* **Aim of the exercise**
Repeat nothing but the lines below running from the one containing "runner's left hand -> box" to the one containing "nose -> box". Keep both end lines.

* **Saved entries**

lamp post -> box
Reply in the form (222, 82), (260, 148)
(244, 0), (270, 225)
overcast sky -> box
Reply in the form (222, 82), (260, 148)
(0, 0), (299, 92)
* * *
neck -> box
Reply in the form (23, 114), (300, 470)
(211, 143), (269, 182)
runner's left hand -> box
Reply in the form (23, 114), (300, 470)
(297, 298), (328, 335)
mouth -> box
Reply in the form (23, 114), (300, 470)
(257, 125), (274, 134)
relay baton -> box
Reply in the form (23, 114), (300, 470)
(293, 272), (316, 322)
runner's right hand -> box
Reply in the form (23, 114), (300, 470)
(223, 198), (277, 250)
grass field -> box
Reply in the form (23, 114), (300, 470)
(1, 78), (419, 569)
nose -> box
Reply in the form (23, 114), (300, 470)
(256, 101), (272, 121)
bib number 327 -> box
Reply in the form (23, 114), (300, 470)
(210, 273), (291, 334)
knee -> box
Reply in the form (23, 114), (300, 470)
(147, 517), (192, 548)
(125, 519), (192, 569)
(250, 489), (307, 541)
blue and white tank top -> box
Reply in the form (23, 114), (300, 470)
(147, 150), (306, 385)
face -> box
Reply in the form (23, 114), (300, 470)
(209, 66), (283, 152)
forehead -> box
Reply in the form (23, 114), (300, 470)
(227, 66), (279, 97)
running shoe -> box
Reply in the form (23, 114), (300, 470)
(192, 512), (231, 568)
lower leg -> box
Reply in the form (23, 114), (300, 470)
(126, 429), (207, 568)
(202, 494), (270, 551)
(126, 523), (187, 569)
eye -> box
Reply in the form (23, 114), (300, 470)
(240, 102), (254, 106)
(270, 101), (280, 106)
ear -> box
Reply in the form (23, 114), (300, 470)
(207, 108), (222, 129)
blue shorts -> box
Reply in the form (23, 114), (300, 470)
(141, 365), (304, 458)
* * *
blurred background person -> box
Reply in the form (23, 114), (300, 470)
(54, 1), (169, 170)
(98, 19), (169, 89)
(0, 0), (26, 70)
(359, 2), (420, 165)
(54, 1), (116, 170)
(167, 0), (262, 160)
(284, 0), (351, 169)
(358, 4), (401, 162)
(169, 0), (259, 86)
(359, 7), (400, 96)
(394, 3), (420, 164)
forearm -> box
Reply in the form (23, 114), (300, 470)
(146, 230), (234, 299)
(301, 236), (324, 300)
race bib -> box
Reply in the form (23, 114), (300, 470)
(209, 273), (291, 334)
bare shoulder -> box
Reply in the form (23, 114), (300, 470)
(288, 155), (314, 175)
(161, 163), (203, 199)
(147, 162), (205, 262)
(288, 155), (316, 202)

* **Written answer**
runner's left hand -> box
Reply in the form (23, 114), (300, 470)
(297, 298), (328, 335)
mouth -> box
Reply in the form (23, 114), (300, 470)
(257, 125), (274, 134)
relay baton -> box
Reply in the form (23, 114), (300, 470)
(293, 272), (316, 322)
runner's right hand -> box
Reply in the form (23, 114), (300, 470)
(223, 198), (277, 250)
grass field -> box
Reply in the form (23, 114), (300, 470)
(1, 78), (419, 569)
nose -> box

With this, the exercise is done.